**PROBLEM TO WORK ON:** Format the material between the line holding "For this dataset, tag each instance of the man in dark" and the line holding "[[1060, 667]]", inclusive, as a numbered list, omitting blank lines.

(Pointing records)
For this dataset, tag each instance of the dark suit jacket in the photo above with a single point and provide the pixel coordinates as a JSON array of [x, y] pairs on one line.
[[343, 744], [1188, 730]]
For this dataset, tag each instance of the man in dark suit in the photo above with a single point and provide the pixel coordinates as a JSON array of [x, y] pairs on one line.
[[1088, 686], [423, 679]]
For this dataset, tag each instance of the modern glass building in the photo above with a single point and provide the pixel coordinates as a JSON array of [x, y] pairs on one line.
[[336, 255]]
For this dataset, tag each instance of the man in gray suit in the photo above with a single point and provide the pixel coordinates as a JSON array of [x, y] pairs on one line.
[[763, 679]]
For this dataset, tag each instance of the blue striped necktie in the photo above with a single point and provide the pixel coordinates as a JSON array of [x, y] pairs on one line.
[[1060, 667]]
==
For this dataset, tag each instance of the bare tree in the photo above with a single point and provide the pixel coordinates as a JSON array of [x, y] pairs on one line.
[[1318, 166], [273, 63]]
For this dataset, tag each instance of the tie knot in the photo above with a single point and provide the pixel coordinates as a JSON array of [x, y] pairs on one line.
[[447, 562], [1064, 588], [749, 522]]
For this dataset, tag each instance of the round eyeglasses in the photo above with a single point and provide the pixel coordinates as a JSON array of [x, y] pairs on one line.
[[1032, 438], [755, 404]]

**WRITTEN ANSWER:**
1. For this dataset, tag each instance of the man in dark suit in the photo above with a single point and provide the pixel coordinates as a JSON array of [x, y] pairs on one line.
2. [[1088, 686], [423, 679]]
3. For this dataset, tag each instance of the modern glass building in the photo above with a single point and provide the pixel coordinates as a JSON array of [x, y] pairs on one line.
4. [[336, 255]]
5. For this dataset, tag each instance of the man in gray suit in the photo above with a single point and provide the pixel coordinates as a JSON array of [x, y] pairs on one line.
6. [[763, 679]]
7. For this dataset, tag each instance of the blue striped necktie in the photo above with a single point and provide the pixel coordinates as a JSON array of [x, y] pairs on one line.
8. [[1060, 667]]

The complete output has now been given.